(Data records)
*** Begin section ***

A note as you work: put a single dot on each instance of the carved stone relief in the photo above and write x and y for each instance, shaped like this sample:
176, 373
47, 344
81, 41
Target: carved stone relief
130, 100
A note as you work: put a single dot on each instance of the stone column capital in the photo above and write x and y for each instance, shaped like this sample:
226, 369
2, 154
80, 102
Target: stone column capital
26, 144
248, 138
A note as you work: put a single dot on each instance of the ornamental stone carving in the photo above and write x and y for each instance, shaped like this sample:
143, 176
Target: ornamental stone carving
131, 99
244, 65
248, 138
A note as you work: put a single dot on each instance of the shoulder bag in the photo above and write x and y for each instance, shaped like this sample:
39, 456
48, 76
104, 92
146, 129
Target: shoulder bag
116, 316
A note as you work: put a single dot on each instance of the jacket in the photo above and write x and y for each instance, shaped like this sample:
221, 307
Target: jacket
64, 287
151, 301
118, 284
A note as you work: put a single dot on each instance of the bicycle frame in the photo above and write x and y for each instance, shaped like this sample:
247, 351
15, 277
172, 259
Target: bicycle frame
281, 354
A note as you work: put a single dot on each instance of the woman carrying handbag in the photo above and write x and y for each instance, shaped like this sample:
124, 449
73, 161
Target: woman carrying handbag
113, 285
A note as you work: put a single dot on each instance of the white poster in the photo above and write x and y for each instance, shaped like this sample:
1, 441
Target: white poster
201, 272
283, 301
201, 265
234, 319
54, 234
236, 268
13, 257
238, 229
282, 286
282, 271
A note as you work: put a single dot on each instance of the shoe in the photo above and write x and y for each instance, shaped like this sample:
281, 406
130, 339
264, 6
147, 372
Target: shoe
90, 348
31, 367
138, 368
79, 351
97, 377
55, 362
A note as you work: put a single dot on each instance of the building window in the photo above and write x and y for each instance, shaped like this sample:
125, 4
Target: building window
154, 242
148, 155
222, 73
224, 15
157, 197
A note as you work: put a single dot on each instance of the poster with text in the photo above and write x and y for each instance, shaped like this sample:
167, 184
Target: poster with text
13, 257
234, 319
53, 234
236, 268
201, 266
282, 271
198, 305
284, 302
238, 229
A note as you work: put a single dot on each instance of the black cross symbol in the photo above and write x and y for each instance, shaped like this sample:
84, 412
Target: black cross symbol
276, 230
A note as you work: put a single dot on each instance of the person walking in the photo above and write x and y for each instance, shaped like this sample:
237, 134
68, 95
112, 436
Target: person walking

*** End section ***

[What to produce] Filter the records for lines containing the word "walking" and copy each one.

[Problem solution]
A note as you work: put a single dot on each instance of the person walking in the photo above and write x and y for each instance, shaped like this sample:
Target: person walking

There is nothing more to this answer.